Locate each line in the entries below that contains the word "yellow", and copy those lines.

--- BEGIN DATA SUPPLIED ---

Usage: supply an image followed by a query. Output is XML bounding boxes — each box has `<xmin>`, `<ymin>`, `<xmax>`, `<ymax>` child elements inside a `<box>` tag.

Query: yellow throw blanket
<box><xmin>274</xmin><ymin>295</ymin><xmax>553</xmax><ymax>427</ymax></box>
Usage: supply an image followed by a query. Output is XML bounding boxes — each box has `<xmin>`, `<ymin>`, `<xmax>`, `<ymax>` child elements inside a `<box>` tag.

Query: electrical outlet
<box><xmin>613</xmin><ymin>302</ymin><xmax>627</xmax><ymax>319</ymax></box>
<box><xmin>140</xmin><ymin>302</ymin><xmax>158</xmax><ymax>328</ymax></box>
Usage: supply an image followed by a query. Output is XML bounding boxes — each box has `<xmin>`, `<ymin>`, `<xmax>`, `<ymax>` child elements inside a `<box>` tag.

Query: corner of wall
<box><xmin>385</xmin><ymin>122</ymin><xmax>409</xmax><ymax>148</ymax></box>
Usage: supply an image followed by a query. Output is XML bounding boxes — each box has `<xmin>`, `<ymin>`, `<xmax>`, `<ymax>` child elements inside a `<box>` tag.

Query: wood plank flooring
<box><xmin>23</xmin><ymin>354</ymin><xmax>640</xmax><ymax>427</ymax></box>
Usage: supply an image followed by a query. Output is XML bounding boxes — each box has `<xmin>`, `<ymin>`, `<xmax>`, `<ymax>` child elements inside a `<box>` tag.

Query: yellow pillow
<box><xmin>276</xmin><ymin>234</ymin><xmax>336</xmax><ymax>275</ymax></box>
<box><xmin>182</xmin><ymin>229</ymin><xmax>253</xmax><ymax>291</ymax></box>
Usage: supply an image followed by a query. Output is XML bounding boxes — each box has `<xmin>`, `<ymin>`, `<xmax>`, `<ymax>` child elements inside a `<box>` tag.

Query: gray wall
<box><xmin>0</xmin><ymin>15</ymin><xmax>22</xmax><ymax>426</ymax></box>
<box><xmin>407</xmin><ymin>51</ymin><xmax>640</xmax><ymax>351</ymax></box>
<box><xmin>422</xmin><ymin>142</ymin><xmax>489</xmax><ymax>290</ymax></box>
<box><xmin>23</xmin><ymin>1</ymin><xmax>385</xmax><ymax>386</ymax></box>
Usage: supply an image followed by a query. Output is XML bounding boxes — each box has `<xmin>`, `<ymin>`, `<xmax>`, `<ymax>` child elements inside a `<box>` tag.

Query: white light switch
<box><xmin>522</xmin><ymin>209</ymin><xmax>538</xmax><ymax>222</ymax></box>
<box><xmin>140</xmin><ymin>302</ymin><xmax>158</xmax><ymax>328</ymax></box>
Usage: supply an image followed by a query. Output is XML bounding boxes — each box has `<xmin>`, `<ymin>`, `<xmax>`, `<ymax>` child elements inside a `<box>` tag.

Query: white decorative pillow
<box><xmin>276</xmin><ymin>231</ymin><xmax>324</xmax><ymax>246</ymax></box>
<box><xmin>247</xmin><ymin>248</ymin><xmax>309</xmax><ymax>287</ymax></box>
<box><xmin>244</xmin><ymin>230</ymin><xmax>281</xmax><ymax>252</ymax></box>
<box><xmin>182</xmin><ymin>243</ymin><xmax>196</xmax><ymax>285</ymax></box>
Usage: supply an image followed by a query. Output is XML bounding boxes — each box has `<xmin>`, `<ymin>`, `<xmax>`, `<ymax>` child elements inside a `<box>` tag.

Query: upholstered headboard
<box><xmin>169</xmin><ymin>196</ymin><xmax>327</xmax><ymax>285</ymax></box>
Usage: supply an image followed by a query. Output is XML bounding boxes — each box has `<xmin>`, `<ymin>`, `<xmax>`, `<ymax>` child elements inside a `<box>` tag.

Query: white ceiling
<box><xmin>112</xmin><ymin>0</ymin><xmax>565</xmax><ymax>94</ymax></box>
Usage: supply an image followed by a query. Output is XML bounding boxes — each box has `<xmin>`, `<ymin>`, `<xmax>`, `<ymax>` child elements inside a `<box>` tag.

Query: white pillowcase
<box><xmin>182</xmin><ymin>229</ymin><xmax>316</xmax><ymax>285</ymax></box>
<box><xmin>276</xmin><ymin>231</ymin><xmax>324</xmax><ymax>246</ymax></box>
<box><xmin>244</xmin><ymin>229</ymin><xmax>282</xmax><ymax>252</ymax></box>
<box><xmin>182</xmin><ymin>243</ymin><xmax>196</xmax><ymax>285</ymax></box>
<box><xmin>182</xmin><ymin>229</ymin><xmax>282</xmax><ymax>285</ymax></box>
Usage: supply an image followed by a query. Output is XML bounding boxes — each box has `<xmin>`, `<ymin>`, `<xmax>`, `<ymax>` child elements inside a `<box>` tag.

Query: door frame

--- END DATA SUPPLIED ---

- TASK ANSWER:
Query: yellow throw blanket
Query: yellow pillow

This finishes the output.